Parts of the exercise:
1 - Reproduce word for word the passage of the WebSocket service article that begins at the words "Highly Loaded WebSocket Service Main" and stops after the words "the above goals.".
2 - Write the next part of the WebSocket service article, picking up right after its last sentence.

Given text:
--- begin ---

How To Develop A Highly Loaded WebSocket Service For Your Apps

Highly Loaded WebSocket Service Main Logo

How To Develop A Highly Loaded WebSocket Service For Your Apps

How to create a web service that will interact with users in real time, while maintaining several hundred thousand connections at the same time?

Hello everyone, my name is Paul Brook, and I’m a developer. Recently I came across such a problem – to create an interactive service where the user can get quick bonuses for their actions. The matter was complicated by the fact that the project had rather high demands on the load, and the deadlines were extremely low.

In this article, I will describe how I chose the solution for implementing a WebSocket server for the complex requirements of the project, what problems I encountered in the development process, and also I would like to say a few words about how the configuration of the Linux kernel can help in achieving the above goals.

At the end of the article, useful links to development, testing, and monitoring tools.

--- end ---

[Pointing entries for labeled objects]
--- begin ---

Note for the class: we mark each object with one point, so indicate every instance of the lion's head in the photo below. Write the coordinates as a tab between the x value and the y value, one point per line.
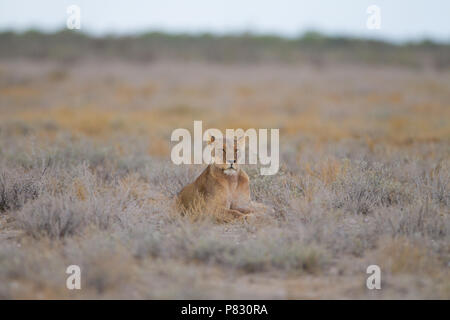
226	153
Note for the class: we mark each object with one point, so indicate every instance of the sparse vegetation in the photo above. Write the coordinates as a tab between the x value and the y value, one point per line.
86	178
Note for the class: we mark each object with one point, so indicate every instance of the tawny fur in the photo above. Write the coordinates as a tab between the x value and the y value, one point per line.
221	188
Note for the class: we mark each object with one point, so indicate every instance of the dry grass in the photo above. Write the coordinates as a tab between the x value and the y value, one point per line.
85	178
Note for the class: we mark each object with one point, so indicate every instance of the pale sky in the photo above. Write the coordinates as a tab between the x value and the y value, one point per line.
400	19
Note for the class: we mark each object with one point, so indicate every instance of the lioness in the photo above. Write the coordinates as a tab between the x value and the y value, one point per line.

--- end ---

Responses per task:
1 -
Highly Loaded WebSocket Service Main Logo

How To Develop A Highly Loaded WebSocket Service For Your Apps

How to create a web service that will interact with users in real time, while maintaining several hundred thousand connections at the same time?

Hello everyone, my name is Paul Brook, and I’m a developer. Recently I came across such a problem – to create an interactive service where the user can get quick bonuses for their actions. The matter was complicated by the fact that the project had rather high demands on the load, and the deadlines were extremely low.

In this article, I will describe how I chose the solution for implementing a WebSocket server for the complex requirements of the project, what problems I encountered in the development process, and also I would like to say a few words about how the configuration of the Linux kernel can help in achieving the above goals.

2 -
Tasks and requirements

Requirements for the function of the project:

  • To make it possible to track the presence of the user on the resource and track the viewing time;
  • To provide a fast exchange of messages between the client and the server, since the time for receiving the bonus by the user is strictly limited;
  • Create a dynamic interactive interface with synchronization of all actions when the user interacts with the service through several tabs or devices at the same time.

Load Requirements:

  • The application must withstand at least 150,000 online users.

The term of realization – 1 month.

Choice of technology

Comparing the tasks and requirements of the project, I came to the conclusion that it is best to use WebSocket technology to develop it. It provides a permanent connection to the server, eliminating overhead for a new connection for each message that is present in the implementation of Ajax and long-polling technologies. This allows obtaining the necessary high speed of messaging in combination with adequate consumption of resources, which is very important at high loads.

  • Also, due to the fact that installation and disconnection of the connection are two distinct events, it is possible to accurately track the time of the user’s presence on the site.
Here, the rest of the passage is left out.